## Given exercise:
Using the article on decentralized University funding, explain in one to three sentences why the University had to scramble to pay for its debt, utilities, libraries and technology.

Decentralized money leaves central administration short

by Kristin Gustafson

One reason the University is struggling with a $23 million budget gap is because it gave a big chunk of its money away.
The money didn’t go far.
It can be found in the individual colleges at the University rather than where it used to be — in the University’s central administration.
In 1996, the University adopted a decentralized approach to tuition allocation that directed 19 percent of its funding to individual colleges.
A student’s tuition is now divided between the college offering the course and the student’s college of enrollment. Indirect cost-recovery revenue, money allocated to the University to pay for additional costs incurred with research projects, is split between the colleges and central administration. The funding does not include sponsored research revenue.
The plan cut the central administration’s revenue in half — money used for University-wide resources and services and new strategic academic investments.
Bob Kvavik, associate vice president, said the budget plan did exactly what it was supposed to: “The money goes immediately to where the students are.” This allows colleges flexibility to respond to student and program needs, he said.
Instead of University revenues filtering through a bloated centralized administration, with a hidden traffic of dollars, the new budget plan sheds some light on expenditures.
Kvavik said before the plan was implemented, everybody wanted to share responsibility of how to spend University money, but few worried about how the University obtained revenue. Now, he said, everyone cares more about how to raise money.
However, by taking tuition revenues away from administration, the University could no longer raise money other than through state appropriations. And, with a smaller-than-expected appropriations increase this past year, the University was forced to scramble to pay for its debt, utilities, libraries and technology.
University President Mark Yudof said he likes the flattened and decentralized plan. He said he prefers a process “that makes us do government in the sunshine.”
However, the budget plan is “deeply flawed,” he said. “By giving away most of the cash flow, there was no money to pay overhead.”

## Excerpted data:
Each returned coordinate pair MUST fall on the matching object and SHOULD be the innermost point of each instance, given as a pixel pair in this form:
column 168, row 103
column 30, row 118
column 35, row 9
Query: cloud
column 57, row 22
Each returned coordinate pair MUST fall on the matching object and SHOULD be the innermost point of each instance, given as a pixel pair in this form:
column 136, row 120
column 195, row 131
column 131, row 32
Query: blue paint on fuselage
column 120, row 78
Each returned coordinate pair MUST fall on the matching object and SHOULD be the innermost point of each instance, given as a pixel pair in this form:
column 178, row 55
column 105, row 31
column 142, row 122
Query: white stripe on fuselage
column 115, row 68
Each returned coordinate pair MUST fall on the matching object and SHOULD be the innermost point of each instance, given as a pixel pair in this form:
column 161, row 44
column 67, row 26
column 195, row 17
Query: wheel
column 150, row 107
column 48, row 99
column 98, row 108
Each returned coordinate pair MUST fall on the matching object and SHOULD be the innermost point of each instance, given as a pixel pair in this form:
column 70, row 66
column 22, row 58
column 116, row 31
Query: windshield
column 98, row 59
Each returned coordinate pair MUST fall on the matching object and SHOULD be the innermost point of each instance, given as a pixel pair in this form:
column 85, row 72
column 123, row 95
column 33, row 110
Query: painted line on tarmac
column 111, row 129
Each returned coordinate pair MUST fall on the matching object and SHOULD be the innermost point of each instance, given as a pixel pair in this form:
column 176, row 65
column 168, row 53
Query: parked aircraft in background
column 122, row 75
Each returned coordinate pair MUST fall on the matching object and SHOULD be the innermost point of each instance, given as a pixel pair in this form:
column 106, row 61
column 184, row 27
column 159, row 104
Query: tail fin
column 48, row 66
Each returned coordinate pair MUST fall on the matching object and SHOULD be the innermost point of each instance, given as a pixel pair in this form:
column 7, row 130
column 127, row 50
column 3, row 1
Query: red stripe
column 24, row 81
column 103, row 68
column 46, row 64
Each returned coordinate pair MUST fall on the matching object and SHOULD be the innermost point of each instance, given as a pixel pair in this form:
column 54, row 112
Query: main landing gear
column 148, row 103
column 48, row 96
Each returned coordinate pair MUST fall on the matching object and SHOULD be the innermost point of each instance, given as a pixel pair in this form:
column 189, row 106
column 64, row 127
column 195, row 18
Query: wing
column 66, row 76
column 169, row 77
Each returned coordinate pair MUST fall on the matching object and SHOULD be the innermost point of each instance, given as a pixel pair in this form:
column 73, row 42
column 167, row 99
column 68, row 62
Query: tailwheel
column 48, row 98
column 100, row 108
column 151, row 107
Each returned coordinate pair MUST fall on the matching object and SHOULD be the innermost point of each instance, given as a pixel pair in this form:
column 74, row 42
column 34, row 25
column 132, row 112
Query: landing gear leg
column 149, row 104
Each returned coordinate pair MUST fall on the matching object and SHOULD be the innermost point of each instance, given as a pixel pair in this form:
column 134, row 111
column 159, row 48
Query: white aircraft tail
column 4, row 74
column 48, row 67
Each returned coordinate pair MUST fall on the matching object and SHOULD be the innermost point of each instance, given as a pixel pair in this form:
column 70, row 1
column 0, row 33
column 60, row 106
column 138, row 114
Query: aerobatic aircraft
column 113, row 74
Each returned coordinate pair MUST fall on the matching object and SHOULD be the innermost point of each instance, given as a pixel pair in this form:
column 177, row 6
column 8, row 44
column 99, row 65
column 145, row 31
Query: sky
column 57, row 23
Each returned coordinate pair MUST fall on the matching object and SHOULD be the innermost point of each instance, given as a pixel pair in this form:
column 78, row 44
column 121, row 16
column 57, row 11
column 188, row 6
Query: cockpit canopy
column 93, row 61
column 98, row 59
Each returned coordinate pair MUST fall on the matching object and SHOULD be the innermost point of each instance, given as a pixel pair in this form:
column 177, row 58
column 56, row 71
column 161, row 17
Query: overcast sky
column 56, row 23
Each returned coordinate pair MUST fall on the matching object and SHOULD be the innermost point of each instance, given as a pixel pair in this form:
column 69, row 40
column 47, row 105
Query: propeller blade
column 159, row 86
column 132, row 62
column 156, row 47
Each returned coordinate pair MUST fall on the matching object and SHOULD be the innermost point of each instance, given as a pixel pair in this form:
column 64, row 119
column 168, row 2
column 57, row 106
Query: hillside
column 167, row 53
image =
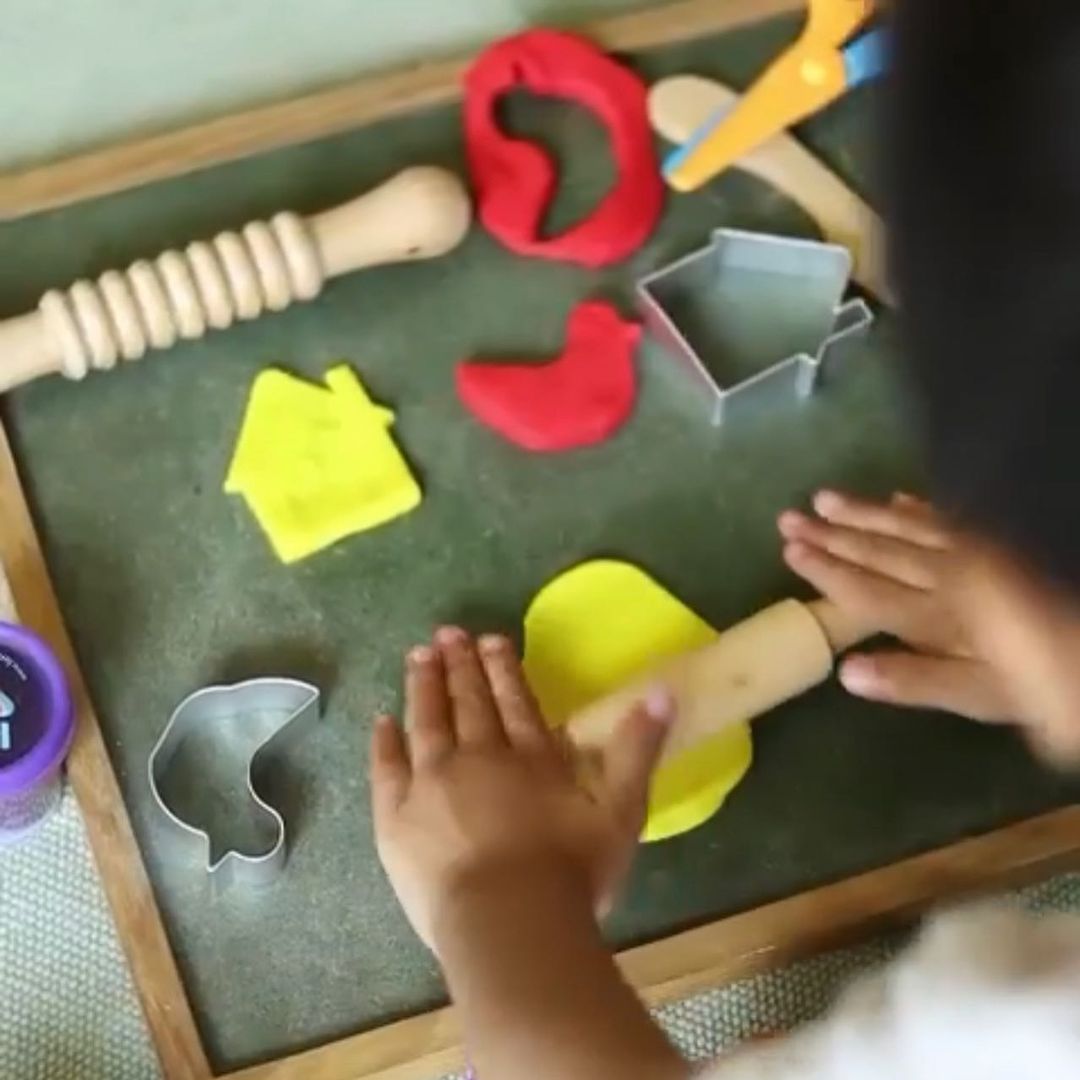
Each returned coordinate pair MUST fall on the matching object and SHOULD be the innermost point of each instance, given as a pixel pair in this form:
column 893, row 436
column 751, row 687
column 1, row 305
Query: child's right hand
column 987, row 639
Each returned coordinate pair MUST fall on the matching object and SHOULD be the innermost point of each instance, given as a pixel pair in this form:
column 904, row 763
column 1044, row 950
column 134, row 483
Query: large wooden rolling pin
column 418, row 214
column 757, row 664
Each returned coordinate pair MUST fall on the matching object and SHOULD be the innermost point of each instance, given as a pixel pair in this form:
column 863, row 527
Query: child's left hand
column 478, row 787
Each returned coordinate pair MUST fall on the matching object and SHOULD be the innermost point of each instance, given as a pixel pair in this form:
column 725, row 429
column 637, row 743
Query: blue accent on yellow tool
column 819, row 68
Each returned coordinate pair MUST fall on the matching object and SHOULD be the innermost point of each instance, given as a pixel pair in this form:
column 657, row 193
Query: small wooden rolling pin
column 757, row 664
column 420, row 213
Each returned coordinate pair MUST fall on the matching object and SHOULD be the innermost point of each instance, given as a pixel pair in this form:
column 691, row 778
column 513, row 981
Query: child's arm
column 501, row 860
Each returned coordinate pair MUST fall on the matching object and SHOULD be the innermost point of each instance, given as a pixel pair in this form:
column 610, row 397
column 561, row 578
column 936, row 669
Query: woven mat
column 68, row 1009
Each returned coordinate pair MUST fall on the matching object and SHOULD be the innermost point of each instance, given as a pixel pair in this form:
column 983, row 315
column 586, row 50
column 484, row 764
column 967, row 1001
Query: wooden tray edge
column 337, row 109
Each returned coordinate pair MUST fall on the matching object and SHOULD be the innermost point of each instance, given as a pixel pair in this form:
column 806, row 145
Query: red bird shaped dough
column 578, row 399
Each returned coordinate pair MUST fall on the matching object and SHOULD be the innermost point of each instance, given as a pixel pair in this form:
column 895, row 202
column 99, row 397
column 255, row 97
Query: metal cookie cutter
column 258, row 713
column 756, row 318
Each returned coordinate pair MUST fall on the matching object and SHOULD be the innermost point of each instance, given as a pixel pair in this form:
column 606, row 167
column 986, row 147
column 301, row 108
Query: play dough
column 515, row 179
column 578, row 399
column 598, row 626
column 316, row 464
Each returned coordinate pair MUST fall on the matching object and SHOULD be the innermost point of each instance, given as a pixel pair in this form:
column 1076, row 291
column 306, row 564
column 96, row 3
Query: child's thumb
column 635, row 748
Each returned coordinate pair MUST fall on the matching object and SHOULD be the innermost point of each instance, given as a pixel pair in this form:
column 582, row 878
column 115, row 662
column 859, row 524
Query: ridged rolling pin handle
column 419, row 214
column 755, row 665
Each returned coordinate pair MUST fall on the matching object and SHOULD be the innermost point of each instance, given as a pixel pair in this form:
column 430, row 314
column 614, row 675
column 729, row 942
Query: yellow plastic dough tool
column 316, row 464
column 598, row 628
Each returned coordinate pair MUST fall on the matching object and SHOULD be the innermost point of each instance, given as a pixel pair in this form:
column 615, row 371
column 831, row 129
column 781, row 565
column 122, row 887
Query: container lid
column 37, row 714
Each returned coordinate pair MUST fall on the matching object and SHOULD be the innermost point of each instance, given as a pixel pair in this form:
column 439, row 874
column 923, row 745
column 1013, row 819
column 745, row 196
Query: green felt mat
column 167, row 584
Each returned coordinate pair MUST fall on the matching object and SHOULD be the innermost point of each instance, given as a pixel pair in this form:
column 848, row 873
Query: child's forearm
column 538, row 991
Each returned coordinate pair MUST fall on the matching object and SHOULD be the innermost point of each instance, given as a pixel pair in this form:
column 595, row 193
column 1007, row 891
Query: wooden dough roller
column 418, row 214
column 757, row 664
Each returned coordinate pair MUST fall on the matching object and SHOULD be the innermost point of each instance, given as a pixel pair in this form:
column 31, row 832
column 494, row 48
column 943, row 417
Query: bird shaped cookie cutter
column 756, row 319
column 264, row 710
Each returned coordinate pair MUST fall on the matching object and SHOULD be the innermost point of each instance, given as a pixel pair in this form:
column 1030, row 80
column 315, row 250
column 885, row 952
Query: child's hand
column 478, row 786
column 990, row 640
column 901, row 569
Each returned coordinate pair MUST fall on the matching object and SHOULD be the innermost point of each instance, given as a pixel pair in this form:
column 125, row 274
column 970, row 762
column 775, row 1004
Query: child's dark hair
column 985, row 241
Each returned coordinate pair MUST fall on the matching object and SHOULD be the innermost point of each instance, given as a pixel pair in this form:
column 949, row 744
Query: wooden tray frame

## Answer for this exercise:
Because tuition revenues had been taken away from central administration, the University could raise money only through state appropriations. When the appropriations increase that past year was smaller than expected, it was left short for those costs.